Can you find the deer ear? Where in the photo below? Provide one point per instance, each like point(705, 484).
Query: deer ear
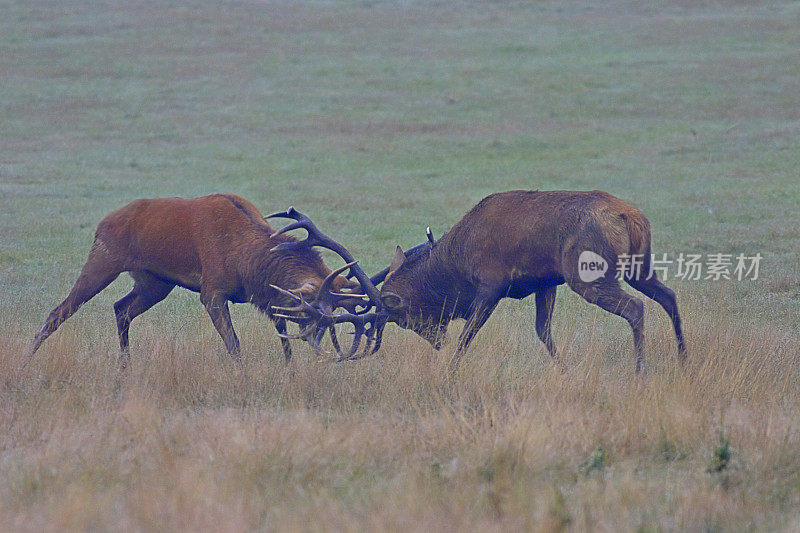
point(399, 259)
point(392, 301)
point(342, 282)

※ ※ ※

**Challenge:**
Write out every line of the entries above with no changes, but leave out the pictures.

**Solution:**
Can you find the deer ear? Where in the photo below? Provide one point per instance, each like point(705, 484).
Query: deer ear
point(399, 259)
point(392, 301)
point(342, 282)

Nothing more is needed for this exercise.